(Beginning of PROVIDED RECORDS)

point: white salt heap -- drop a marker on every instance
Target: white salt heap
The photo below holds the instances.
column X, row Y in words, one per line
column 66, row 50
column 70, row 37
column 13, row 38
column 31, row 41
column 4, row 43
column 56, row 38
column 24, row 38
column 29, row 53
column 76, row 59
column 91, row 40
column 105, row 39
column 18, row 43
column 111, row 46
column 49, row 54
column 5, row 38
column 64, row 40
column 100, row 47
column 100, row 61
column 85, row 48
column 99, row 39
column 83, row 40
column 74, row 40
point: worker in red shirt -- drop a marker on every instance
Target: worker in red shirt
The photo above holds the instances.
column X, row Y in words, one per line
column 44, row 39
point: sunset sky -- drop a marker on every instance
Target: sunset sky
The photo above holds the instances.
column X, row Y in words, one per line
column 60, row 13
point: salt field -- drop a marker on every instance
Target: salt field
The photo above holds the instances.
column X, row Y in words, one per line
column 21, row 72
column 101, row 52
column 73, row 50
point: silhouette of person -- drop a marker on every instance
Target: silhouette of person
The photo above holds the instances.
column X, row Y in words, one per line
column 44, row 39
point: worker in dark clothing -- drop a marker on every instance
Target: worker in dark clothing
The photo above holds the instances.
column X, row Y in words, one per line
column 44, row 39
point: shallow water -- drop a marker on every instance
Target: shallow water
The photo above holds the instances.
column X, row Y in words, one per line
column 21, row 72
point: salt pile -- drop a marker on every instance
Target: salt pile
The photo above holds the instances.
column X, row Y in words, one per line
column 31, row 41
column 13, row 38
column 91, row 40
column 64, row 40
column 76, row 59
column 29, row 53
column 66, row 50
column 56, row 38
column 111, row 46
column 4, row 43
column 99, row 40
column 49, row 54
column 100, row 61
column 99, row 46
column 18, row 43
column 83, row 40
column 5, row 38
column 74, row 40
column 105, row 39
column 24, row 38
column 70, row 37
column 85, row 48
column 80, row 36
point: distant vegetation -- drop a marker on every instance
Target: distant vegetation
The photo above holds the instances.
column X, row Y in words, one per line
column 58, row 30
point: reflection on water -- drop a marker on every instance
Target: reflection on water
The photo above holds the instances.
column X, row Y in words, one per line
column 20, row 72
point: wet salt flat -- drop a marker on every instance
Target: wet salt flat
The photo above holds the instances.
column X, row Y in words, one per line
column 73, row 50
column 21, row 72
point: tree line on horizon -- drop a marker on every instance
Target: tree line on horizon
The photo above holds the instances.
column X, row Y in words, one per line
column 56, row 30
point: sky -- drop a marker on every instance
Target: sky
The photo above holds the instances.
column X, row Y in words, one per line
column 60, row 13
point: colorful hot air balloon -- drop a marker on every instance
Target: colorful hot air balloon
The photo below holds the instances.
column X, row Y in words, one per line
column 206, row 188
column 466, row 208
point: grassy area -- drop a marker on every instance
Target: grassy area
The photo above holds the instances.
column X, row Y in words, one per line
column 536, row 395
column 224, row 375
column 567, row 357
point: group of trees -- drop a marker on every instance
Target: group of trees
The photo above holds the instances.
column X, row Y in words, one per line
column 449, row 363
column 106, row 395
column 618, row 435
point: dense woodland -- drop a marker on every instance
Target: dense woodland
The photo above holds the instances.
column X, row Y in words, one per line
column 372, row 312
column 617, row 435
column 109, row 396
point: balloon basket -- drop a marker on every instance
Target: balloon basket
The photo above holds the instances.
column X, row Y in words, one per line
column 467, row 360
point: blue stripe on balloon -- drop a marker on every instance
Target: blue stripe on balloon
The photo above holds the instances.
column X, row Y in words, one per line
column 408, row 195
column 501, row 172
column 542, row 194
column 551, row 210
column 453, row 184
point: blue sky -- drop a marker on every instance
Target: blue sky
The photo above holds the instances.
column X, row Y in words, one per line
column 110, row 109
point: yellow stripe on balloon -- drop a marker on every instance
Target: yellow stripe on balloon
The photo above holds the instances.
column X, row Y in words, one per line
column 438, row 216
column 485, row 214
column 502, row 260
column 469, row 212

(End of PROVIDED RECORDS)

* **GOAL OF THE EXERCISE**
All lines above that include the word "heap" should be located and copied.

* **COMPLETED TASK**
point: white salt heap -- drop a marker on every instance
Target: white salt heap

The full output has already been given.